**REQUIREMENT:** Repeat all of the material exactly as given.

**MATERIALS PROVIDED:**
========

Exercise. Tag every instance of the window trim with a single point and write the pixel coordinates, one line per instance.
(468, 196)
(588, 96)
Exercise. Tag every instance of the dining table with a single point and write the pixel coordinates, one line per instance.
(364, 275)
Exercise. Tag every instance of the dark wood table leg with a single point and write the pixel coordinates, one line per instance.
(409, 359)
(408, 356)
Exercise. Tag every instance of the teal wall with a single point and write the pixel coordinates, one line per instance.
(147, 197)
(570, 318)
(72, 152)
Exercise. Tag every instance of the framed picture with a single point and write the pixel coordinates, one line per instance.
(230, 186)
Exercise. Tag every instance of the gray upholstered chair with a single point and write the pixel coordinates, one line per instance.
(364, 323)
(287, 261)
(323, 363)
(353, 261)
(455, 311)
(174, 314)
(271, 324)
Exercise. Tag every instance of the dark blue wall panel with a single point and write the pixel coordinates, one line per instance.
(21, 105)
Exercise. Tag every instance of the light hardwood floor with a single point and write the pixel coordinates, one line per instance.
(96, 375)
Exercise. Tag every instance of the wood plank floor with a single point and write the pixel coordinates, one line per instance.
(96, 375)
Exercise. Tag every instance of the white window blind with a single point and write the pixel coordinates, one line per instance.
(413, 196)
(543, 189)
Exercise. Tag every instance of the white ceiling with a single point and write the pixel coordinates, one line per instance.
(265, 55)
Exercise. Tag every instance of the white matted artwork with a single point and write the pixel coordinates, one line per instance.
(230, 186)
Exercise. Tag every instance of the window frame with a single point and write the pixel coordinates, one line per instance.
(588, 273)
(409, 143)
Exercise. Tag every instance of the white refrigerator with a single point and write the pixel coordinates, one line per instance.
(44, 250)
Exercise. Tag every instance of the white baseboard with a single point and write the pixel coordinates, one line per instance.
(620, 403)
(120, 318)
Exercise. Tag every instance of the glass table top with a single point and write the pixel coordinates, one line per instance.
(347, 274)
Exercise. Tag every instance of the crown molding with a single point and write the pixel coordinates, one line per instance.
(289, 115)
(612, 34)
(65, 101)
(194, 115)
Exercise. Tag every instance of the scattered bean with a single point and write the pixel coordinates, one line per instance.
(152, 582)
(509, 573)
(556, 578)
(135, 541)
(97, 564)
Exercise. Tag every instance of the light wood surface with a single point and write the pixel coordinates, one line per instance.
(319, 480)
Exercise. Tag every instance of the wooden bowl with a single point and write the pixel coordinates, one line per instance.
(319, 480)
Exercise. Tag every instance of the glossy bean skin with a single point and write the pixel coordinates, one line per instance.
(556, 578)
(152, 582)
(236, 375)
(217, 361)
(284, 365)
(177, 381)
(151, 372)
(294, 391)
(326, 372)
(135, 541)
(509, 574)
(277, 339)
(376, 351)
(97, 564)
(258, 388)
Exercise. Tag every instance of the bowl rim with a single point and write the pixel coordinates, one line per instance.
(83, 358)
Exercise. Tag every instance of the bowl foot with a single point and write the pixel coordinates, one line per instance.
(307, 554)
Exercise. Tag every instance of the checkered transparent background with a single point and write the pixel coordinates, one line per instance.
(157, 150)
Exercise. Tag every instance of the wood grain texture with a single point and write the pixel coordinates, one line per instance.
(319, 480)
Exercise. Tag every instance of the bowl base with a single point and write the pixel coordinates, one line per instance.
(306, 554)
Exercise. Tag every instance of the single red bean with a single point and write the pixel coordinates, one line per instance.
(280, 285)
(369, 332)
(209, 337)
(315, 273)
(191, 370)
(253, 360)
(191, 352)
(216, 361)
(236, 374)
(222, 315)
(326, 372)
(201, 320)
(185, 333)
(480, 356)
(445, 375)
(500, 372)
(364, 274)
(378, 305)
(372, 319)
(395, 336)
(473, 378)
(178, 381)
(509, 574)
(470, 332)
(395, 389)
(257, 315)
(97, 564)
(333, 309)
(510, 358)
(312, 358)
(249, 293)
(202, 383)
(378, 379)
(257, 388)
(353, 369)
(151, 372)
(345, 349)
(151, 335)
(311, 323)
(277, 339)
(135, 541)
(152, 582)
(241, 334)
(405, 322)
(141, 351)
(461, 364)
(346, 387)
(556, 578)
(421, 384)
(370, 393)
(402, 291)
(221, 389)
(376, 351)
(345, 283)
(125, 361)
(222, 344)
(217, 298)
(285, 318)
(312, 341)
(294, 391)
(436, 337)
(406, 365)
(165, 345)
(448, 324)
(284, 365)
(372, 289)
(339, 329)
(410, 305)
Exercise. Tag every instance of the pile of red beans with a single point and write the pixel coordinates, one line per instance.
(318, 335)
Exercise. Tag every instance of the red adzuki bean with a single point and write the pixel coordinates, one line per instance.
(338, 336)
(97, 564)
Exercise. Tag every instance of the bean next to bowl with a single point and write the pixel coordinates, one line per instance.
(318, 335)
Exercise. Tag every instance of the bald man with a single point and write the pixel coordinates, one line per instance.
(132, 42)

========

**THE COMPLETED TASK:**
Exercise. Tag every instance of the window trim with a single point and write the pixel coordinates, one line per instance.
(468, 196)
(588, 96)
Exercise. Tag every instance of the dining table with a single point and write the pixel coordinates, one line per instance.
(364, 275)
Exercise. Tag every instance of the dark wood table leg with a single point and write the pixel coordinates, one line per instance.
(409, 359)
(408, 356)
Exercise. Tag every instance of the teal wall with a single point and write the pixel coordinates, one line per instance.
(147, 197)
(570, 318)
(72, 152)
Exercise. Tag every instance of the framed picture with a single point and write the pixel coordinates, one line per instance.
(230, 186)
Exercise. Tag every instance of the gray upholstered chair with a single point and write the pixel coordinates, one line per instance.
(364, 323)
(287, 261)
(323, 363)
(353, 261)
(455, 311)
(174, 314)
(271, 324)
Exercise. Tag every instance of the dark blue wall panel with a single point and write the pixel coordinates, one line per instance.
(21, 105)
Exercise. Tag every instance of the light hardwood floor with a single point and write the pixel coordinates, one line per instance.
(96, 375)
Exercise. Tag every instance of the wood plank floor with a single point and write the pixel coordinates, one line per instance.
(96, 375)
Exercise. Tag every instance of the white window blind with a single point and write the pixel coordinates, one line per instance.
(413, 196)
(543, 189)
Exercise. Tag every instance of the white ceiling with a single point and write the pixel coordinates, one line per instance.
(265, 55)
Exercise. Tag every instance of the white matted artwork with a single point and write the pixel coordinates, one line per instance.
(230, 186)
Exercise. Tag every instance of the window frame with a single point and write the pixel coordinates, one line per instance.
(588, 273)
(409, 143)
Exercise. Tag every instance of the white refrigerator with a single point and write the pixel coordinates, one line per instance.
(44, 250)
Exercise. Tag every instance of the white baseboard with a single point and write the pixel coordinates, one line per instance.
(620, 403)
(120, 318)
Exercise. Tag every instance of the glass table top with a single point and write the pixel coordinates, one line per instance.
(347, 274)
Exercise. Tag every instance of the crown molding with a single point and write the pixel coordinates, one line per instance.
(289, 115)
(612, 34)
(65, 101)
(194, 115)
Exercise. Tag every instance of the scattered bean with a single point and write the pixel coordinates, one line per instance.
(152, 582)
(509, 573)
(556, 578)
(135, 541)
(97, 564)
Exercise. Tag every instance of the light wood surface with a single point and write the pixel coordinates, one line per instance.
(319, 480)
Exercise. Tag every instance of the wooden bowl with a single point and write the pixel coordinates, one line per instance.
(319, 480)
Exercise. Tag every instance of the glossy bean skin with a single point and write the pixel coordinates, one line per instance.
(556, 578)
(152, 582)
(236, 375)
(217, 361)
(284, 365)
(177, 381)
(151, 372)
(294, 391)
(326, 372)
(135, 541)
(509, 574)
(277, 339)
(376, 351)
(97, 564)
(258, 388)
Exercise. Tag every instance of the bowl rim with a single point and write the pixel coordinates, one line per instance.
(83, 358)
Exercise. Tag every instance of the bowl foot with a single point and write the pixel coordinates, one line per instance.
(307, 554)
Exercise. Tag every instance of the checkered transparent background with a single point and write the pixel coordinates, one line per instance.
(157, 150)
Exercise. Tag every instance of the wood grain texture with a single point and write the pixel coordinates, one line per instance.
(319, 480)
Exercise. Tag every instance of the bowl base with a single point and write the pixel coordinates, one line per instance.
(306, 554)
Exercise. Tag every instance of the single red bean with a single point and write the pixel coordinates, one line per instance.
(280, 285)
(369, 332)
(209, 337)
(315, 273)
(191, 370)
(253, 360)
(191, 352)
(216, 361)
(236, 374)
(222, 315)
(326, 372)
(201, 320)
(185, 333)
(480, 356)
(445, 375)
(500, 372)
(364, 274)
(378, 305)
(372, 319)
(395, 336)
(473, 378)
(178, 381)
(509, 574)
(470, 332)
(395, 389)
(257, 315)
(97, 564)
(333, 309)
(510, 358)
(312, 358)
(249, 293)
(202, 383)
(378, 379)
(257, 388)
(353, 369)
(151, 372)
(345, 349)
(151, 335)
(311, 323)
(277, 339)
(135, 541)
(152, 582)
(241, 334)
(405, 322)
(141, 351)
(461, 364)
(346, 387)
(556, 578)
(421, 384)
(370, 393)
(402, 291)
(221, 389)
(376, 351)
(345, 283)
(125, 361)
(222, 344)
(217, 298)
(285, 318)
(312, 341)
(294, 391)
(436, 337)
(406, 365)
(165, 345)
(448, 324)
(284, 365)
(372, 289)
(339, 329)
(410, 305)
Exercise. Tag every instance of the pile of red beans with a single point and write the pixel coordinates, one line per instance.
(318, 335)
Exercise. Tag every instance of the red adzuki bean with a single point and write the pixel coordinates, one line per instance.
(338, 336)
(97, 564)
Exercise. Tag every instance of the bean next to bowl with a single point and write the pixel coordinates, one line per instance.
(318, 335)
Exercise. Tag every instance of the bald man with a single point and write the pixel coordinates, one line per instance.
(132, 42)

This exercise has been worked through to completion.